COMPITI DA SVOLGERE »
(A) Rispondi a queste domande sull'intervista a Marzio Breda:
(i) Quanti anni ha Marzio Breda?
(ii) Da quanto tempo, secondo Breda, Mattarella è stato messo nel tritacarne dei nomi?
(iii) Chi viene citato per aver paventato la permanenza di Mattarella quando fu insignito Cavaliere di Gran Croce?
(B) Trascrivi dall'intervista a Marzio Breda il brano che comincia con "Perché ci sono" e prosegue fino a "di essere confermato.".
(C) Scrivi il seguito dell'intervista a Marzio Breda a partire dal punto in cui si interrompe.
═════ TESTO FORNITO
E il dettaglio principale che a molti sfugge riguarda le tempistiche di scadenza dei due mandati, come ci ha spiegato Marzio Breda, il più autorevole quirinalista italiano, giornalista e firma del Corriere della Sera. A 69 anni, 70 a luglio, ha seguito da vicino ben cinque presidenti della Repubblica (Cossiga, Scalfaro, Ciampi, Napolitano e Mattarella) e per questo è considerato il massimo conoscitore di quel che avviene nelle ermetiche stanze del Quirinale.
Breda, intanto come interpreta quelle frasi di Mattarella, dove ha ammesso di volersi riposare alla fine del suo settennato?
Non darei un peso eccessivo a queste parole. Nel senso che, più o meno con tutti i presidenti, di certo i cinque che ho seguito io, verso la fine del mandato denunciano una certa stanchezza e la voglia di riprendersi la propria vita. Nel suo caso è emerso sicuramente un certo fastidio, perché da alcuni mesi è stato messo nel tritacarne dei nomi per cercare il suo successore. È un gioco troppo anticipato e poco rispettoso verso la sua figura.
Come mai?
Perché ci sono vari modi per appannare un presidente della Repubblica. Come dire che è malato significa azzopparlo. Oppure che è in uscita risulta sgradevole con così tanto anticipo. Però è più un gioco mediatico che politico. Nessun partito ha infatti chiesto a Mattarella di restare. È una eventualità che hanno paventato gli opinionisti, o personaggi come Piero Angela quando è stato insignito Cavaliere di Gran Croce. Per evitare di farsi usurare con queste voci fastidiose ha quindi messo le mani avanti dicendo che non ha nessuna intenzione di essere confermato.
══════════
═════ VOCI ESTRATTE
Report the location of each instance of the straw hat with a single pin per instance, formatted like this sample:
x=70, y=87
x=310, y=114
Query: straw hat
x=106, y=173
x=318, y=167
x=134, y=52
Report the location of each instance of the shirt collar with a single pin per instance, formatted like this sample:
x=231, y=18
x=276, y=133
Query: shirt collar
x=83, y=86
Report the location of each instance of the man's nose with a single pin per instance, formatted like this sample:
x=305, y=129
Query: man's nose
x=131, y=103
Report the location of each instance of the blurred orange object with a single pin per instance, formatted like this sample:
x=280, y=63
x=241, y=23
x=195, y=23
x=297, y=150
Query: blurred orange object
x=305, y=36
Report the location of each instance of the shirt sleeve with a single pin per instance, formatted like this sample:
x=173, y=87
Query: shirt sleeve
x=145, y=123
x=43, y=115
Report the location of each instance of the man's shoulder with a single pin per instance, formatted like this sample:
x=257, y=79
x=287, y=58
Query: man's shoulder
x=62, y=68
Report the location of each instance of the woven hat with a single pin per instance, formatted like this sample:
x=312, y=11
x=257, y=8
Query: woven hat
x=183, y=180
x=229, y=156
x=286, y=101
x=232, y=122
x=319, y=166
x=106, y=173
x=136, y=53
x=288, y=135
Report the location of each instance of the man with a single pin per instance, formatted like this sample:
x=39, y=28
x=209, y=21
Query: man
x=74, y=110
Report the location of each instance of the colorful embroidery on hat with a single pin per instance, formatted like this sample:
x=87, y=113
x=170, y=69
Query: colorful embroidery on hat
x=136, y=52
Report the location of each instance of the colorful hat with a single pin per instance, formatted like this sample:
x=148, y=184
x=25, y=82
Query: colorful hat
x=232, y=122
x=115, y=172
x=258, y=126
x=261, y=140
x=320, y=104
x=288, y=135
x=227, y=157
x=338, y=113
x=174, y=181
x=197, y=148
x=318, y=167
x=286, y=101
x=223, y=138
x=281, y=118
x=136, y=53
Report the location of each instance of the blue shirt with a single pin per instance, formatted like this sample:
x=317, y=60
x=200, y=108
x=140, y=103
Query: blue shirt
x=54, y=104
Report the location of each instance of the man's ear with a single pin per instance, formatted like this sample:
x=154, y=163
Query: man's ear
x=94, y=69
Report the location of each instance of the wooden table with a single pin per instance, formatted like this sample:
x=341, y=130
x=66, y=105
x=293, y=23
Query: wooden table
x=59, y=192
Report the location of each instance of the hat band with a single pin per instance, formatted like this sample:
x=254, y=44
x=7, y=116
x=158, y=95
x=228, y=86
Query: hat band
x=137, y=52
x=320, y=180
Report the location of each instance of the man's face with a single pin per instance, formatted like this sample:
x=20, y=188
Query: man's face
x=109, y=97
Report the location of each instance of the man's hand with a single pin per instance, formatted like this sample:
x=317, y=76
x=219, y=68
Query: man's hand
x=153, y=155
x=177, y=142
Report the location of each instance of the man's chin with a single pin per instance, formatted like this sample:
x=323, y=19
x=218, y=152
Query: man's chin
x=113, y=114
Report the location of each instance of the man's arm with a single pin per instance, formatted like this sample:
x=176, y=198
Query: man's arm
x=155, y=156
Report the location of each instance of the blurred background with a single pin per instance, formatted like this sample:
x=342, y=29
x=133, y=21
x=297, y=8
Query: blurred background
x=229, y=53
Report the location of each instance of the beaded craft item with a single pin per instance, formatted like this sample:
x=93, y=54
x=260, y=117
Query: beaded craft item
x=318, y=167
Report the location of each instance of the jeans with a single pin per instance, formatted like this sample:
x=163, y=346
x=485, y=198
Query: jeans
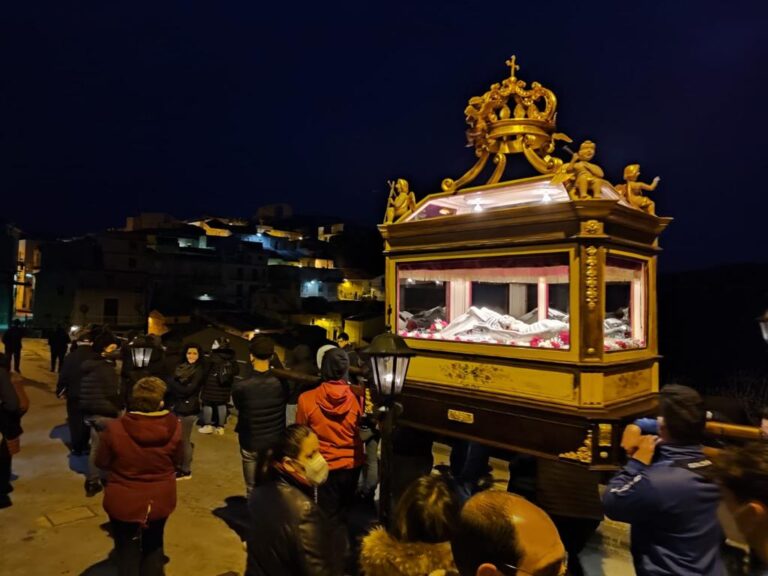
x=97, y=425
x=14, y=356
x=254, y=462
x=139, y=552
x=469, y=463
x=290, y=414
x=57, y=357
x=5, y=467
x=187, y=423
x=369, y=479
x=221, y=414
x=78, y=431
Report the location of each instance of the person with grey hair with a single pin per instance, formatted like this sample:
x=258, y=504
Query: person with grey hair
x=664, y=493
x=140, y=452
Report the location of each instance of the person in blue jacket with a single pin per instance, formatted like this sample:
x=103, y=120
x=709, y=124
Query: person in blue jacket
x=665, y=495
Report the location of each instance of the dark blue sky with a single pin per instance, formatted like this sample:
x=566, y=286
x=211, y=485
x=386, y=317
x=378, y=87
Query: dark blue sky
x=219, y=107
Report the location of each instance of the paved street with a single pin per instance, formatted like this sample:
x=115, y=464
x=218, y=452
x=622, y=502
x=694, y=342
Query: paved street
x=52, y=528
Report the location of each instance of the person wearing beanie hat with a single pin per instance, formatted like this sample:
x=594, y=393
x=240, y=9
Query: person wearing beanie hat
x=141, y=451
x=260, y=399
x=217, y=387
x=333, y=412
x=69, y=386
x=665, y=493
x=184, y=399
x=100, y=400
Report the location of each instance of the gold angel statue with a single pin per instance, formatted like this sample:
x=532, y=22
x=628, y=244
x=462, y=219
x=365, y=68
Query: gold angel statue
x=580, y=176
x=401, y=200
x=632, y=190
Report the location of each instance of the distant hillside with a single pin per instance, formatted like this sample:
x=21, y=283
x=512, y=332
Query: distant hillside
x=708, y=332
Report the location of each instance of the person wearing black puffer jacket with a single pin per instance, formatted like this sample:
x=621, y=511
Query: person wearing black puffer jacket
x=289, y=532
x=184, y=387
x=222, y=369
x=260, y=400
x=100, y=399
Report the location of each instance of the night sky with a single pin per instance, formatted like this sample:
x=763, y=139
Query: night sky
x=194, y=108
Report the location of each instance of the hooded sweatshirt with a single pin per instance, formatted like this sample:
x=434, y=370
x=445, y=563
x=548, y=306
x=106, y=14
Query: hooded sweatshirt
x=141, y=452
x=333, y=412
x=381, y=554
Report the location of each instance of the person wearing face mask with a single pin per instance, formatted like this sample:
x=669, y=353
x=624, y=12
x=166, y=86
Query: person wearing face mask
══════════
RISPOSTE IN ORDINE »
(A)
(i) 69 anni, 70 a luglio.
(ii) Da alcuni mesi.
(iii) Piero Angela.

(B)
Perché ci sono vari modi per appannare un presidente della Repubblica. Come dire che è malato significa azzopparlo. Oppure che è in uscita risulta sgradevole con così tanto anticipo. Però è più un gioco mediatico che politico. Nessun partito ha infatti chiesto a Mattarella di restare. È una eventualità che hanno paventato gli opinionisti, o personaggi come Piero Angela quando è stato insignito Cavaliere di Gran Croce. Per evitare di farsi usurare con queste voci fastidiose ha quindi messo le mani avanti dicendo che non ha nessuna intenzione di essere confermato.

(C)
Per cui ha semplicemente difeso il suo prestigio della carica per gli ultimi mesi del mandato?
Mah vede, Mattarella compie 80 anni e il mandato ne dura 7. Potrebbe non sentirsela di andare avanti. Se poi, come Napolitano decidesse di continuare e dopo un anno o due di ritirarsi potrebbe farlo. Nel frattempo, credo ci sia in lui un fastidio per il poco buon senso nel tirarlo in ballo. E non bisogna dimenticare che quando ha pronunciato quelle frasi aveva di fronte un uditorio di ragazzi delle scuole primarie che gli avevano chiesto se è duro il suo lavoro. Per cui bisogna riconoscergli il peso che meritano. Da qui a gennaio comunque ne sentiremo di tutti i colori. L’unico nome che davvero è circolato dai partiti è quello di Mario Draghi.
Però lei ha detto di non credere che possa essere lui il successore di Mattarella. Perché?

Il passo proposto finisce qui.